◆ Page excerpt
========

Now, my mother and I don't get along - as anyone familiar with me and my situation knows well. But I promised myself, after they put my grandmother in a nursing home, that I would never let another of my family members be committed to one of those hellholes. My grandmother suffered from the day she went into that place until the day she died - and that was sadly one of the better regarded nursing homes here. I will never let another family member suffer in that way, ever. So if that means that I have to take care of her until the day she dies... if I have to squander my entire life savings to make sure she stays in her house, or with me... well, I guess that's what I'll have to do, won't it. A nursing home is not an option.
I guess that I'm just starting to face the fact that my mother - and eventually, my brother... and I... won't live forever. We're mortal. We die. Life ends. It's a hard fact to face, and I've always run away from it, I know this. I've refused to talk about my mother dying for the last 5 years, but I'm almost 37 years old now. She's going on 68. It's time to really sit down and start making some decisions and plans on what's going to happen in the next ten years. This isn't something I want to do, believe me. Despite all of the problems we've had over the years, I think about when I was 3 years old and cuddled up in my mother's arms listening to Helen Reddy's "You And Me Against The World" (a song that to this day makes me cry like a baby - I'm tearing up now just thinking about it, it always reminds me of me at 3 and my mother telling me she loves me), and somehow, everything that she's ever done to me to hurt me in my life just melts away. Stupid, maybe. But she's my mother. She's the only parent I've ever had. I can't leave her to rot in some institution - it's not right, no matter what she's done to me.
Augh, I'm crying at work, lol. Not good. They're going to ask me stupid questions now about "am I all right" and "why are you crying" and blah blah. I'm not going to tell them that I'm crying over a distant memory - they wouldn't understand. Most wouldn't, heh.
No big deal, I go back on duty in 20 minutes and if anything will get me to laughing, it's dealing with drug addicts, hahaha. (/sour voice)
Thanks for listening to me ramble, heh. Maybe a flashback later if I'm up to it.
1 comment:
Carrie,
That's hard and I commend you for thinking about all of it. Rob won't think about our eventual deaths regardless of the importance of wills, etc.
My dad died 3 days after I got married the first time at 18, and it was so hard as I am an only child and he was my best friend. I think because of that, I have thought about it a lot.

========

◆ Material shown
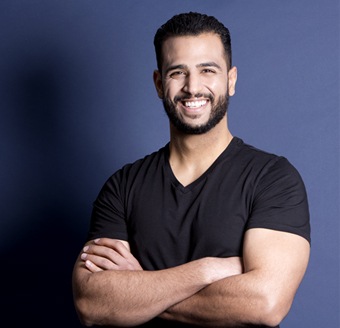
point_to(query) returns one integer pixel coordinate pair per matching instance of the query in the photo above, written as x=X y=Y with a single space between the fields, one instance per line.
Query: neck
x=191 y=155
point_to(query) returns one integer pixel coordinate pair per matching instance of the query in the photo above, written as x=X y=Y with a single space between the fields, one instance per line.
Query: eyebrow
x=208 y=64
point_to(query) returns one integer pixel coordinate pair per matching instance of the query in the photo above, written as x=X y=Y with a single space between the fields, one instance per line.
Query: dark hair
x=191 y=24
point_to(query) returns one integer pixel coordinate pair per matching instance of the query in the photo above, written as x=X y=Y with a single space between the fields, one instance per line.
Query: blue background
x=77 y=101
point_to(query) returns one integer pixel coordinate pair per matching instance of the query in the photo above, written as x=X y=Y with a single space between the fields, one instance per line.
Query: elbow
x=273 y=311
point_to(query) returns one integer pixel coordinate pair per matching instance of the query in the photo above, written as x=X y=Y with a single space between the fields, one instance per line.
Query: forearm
x=235 y=301
x=126 y=298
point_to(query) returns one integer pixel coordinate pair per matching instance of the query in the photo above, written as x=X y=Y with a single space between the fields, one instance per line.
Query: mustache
x=198 y=95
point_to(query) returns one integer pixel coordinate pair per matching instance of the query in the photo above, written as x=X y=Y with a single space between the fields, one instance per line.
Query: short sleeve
x=280 y=201
x=108 y=214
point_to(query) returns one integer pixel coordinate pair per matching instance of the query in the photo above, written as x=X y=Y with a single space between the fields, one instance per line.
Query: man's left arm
x=274 y=265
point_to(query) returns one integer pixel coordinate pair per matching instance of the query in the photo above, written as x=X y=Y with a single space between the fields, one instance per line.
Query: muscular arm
x=274 y=264
x=110 y=287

========

◆ What you will do
1. Decide whether each statement agrees with the blog post, answering yes or no and quoting the words from the blog post that settle it. (a) The writer's mother is going on 68. (b) The writer's grandmother was placed in one of the poorly regarded nursing homes in the area. (c) The commenter has siblings.
2. Return, word for word, the part of the blog post that opens with the words containing "Thanks for listening" and closes with "about it a lot.".
Work only from the blog post when answering.

◆ Solutions to the tasks
1.
(a) Yes: "She's going on 68."
(b) No: "that was sadly one of the better regarded nursing homes here"
(c) No: "I am an only child"

2.
Thanks for listening to me ramble, heh. Maybe a flashback later if I'm up to it.
1 comment:
Carrie,
That's hard and I commend you for thinking about all of it. Rob won't think about our eventual deaths regardless of the importance of wills, etc.
My dad died 3 days after I got married the first time at 18, and it was so hard as I am an only child and he was my best friend. I think because of that, I have thought about it a lot.